Your instructions
Rescale the point coordinates in the answers of every record by 2.1, rounding each to a whole number with halves going up, and write out all lines again, requests included, with the new values. Omit the pictures.

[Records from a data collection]
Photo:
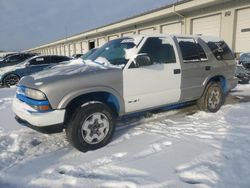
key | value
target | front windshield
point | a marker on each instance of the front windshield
(245, 58)
(113, 52)
(86, 55)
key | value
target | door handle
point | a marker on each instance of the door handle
(177, 71)
(207, 68)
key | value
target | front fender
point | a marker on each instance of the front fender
(70, 96)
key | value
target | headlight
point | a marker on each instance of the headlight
(34, 94)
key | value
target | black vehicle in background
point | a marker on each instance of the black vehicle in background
(11, 75)
(14, 59)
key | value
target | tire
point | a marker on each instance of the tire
(212, 98)
(10, 80)
(244, 81)
(91, 127)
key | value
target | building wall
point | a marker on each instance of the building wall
(225, 19)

Result for this task
Photo:
key | value
target | front windshield
point | a marker on each instance of the front windshield
(515, 122)
(237, 109)
(181, 116)
key | value
target | door handle
point | a marker on each instance of the door handle
(372, 149)
(435, 143)
key | value
target | front fender
point | a marker on each instance of the front fender
(147, 202)
key | value
target | headlight
point | a marker on each instance of the headlight
(71, 197)
key | value
target | black vehicle in background
point | a marker on each instance of the black vehicle in background
(23, 158)
(29, 124)
key | value
target | tire
point | a marker on each instance of the tire
(445, 206)
(21, 168)
(512, 170)
(191, 267)
key | value
target | building wall
point | a marker on each instance of the building wall
(473, 40)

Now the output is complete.